:: Given request 1 ::
Reproduce, word for word, the part of the Metalwerx news item that opens with the words containing "But that’s not" and closes with "Bead Unique Magazine.".
:: Given request 2 ::
Answer these questions from the Metalwerx news item:
(a) What prize did Mikki win in the Fire Mountain Gems Competition?
(b) Which of her works was selected for the PMC Guild's fifth Annual?
(c) What level has she achieved in the Metal Clay Master's Registry?

:: Source extract ::
^^^^^^^^

Metal Clay a winning choice for MW instructor Michela Verani

by Metalwerx on September 6, 2011

Winning four awards in as many months has left Metalwerx instructor Michela ‘Mikki’ Verani ecstatic: “It’s amazing. I’m shocked. On cloud nine.”

In April, Mikki won second prize in the Bead Dreams Competition  for her metal clay scatter pin, “Dragonfly Nymph”. One month later, Mikki was awarded the Employee’s Choice Grand Prize in the Fire Mountain Gems Competition for her two-part “Dragon’s Hoard” pendant. Her winning streak continued into July with prizes in Art Clay World’s North American Design Competition for her metal clay bracelet, “Garden Dreams”, and the Art Clay Club Chairman Award for her “Iris Inro” pendant.

Dragonfly Nymph pendant, silver, moonstones

But that’s not all. It’s the second year in a row that her work was selected for publication in the PMC Guild’s fifth Annual, a yearly compilation of the best work in metal clay, this time for “Fern Box”. The Annual will be made available in October, which also happens to be when her how-to article, “Ice Storm Pendant,” will be published in Bead Unique Magazine.

“It tells me I went into the right area. That I can submit to contests that have hundreds or more people entering, and come out in the top three,” Mikki said. “I’m moving in the right area in my work, and it’s good work. I guess I’m getting to the top of my game!”

The Dragon's Hoard

Mikki will share her metal clay expertise in three Metalwerx classes this fall, Intro to Metal Clay, Intermediate Metal Clay Techniques, and Advanced Metal Clay Techniques. She has achieved Level II in the Metal Clay Master’s Registry, one of the first in the world to achieve this credentialing, and is also an Art Clay Certifying Senior Instructor.

^^^^^^^^

:: Given records ::
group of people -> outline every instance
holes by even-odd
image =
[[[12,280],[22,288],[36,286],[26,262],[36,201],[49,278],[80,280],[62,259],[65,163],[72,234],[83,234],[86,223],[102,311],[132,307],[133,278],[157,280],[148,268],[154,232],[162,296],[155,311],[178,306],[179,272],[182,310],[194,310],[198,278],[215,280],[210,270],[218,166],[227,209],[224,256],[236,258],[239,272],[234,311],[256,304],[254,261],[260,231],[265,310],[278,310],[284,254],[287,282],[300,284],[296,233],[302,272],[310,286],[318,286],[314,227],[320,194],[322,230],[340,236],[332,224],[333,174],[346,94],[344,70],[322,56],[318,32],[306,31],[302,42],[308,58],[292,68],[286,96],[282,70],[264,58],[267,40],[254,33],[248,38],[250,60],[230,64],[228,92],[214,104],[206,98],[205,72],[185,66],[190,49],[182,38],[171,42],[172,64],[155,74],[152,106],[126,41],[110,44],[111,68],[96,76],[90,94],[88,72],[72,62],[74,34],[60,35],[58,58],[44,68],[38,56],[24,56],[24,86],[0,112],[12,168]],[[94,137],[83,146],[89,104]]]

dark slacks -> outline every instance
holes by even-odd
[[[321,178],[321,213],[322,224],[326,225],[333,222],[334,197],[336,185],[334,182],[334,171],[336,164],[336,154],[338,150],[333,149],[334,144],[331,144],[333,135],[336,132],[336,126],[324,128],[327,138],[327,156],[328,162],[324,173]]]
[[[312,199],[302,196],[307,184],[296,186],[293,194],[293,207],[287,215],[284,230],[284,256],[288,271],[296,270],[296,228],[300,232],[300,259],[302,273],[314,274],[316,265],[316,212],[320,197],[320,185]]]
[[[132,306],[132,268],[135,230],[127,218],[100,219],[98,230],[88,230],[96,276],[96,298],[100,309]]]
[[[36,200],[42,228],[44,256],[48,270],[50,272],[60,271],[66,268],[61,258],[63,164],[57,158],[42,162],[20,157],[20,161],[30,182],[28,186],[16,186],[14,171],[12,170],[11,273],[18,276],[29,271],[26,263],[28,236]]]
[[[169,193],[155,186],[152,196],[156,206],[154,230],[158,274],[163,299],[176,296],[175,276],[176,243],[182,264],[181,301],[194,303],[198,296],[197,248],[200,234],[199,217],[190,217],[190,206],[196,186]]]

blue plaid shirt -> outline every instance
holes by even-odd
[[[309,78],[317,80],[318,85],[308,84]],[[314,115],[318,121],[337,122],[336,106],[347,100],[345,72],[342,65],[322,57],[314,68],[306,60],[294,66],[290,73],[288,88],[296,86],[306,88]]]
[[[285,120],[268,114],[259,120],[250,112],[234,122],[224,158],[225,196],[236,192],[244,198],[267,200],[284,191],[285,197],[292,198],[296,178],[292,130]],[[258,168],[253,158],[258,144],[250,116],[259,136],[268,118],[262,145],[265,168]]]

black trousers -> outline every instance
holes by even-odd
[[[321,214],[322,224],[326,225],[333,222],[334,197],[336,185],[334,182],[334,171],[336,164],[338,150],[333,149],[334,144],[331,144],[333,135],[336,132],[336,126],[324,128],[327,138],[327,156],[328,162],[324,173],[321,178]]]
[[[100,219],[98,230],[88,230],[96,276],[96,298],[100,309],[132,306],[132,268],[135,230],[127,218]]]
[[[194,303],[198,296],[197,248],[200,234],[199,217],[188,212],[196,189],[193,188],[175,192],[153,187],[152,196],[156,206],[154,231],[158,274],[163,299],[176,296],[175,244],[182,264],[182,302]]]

^^^^^^^^

:: Finished answer 1 ::
But that’s not all. It’s the second year in a row that her work was selected for publication in the PMC Guild’s fifth Annual, a yearly compilation of the best work in metal clay, this time for “Fern Box”. The Annual will be made available in October, which also happens to be when her how-to article, “Ice Storm Pendant,” will be published in Bead Unique Magazine.

:: Finished answer 2 ::
(a) The Employee's Choice Grand Prize
(b) "Fern Box"
(c) Level II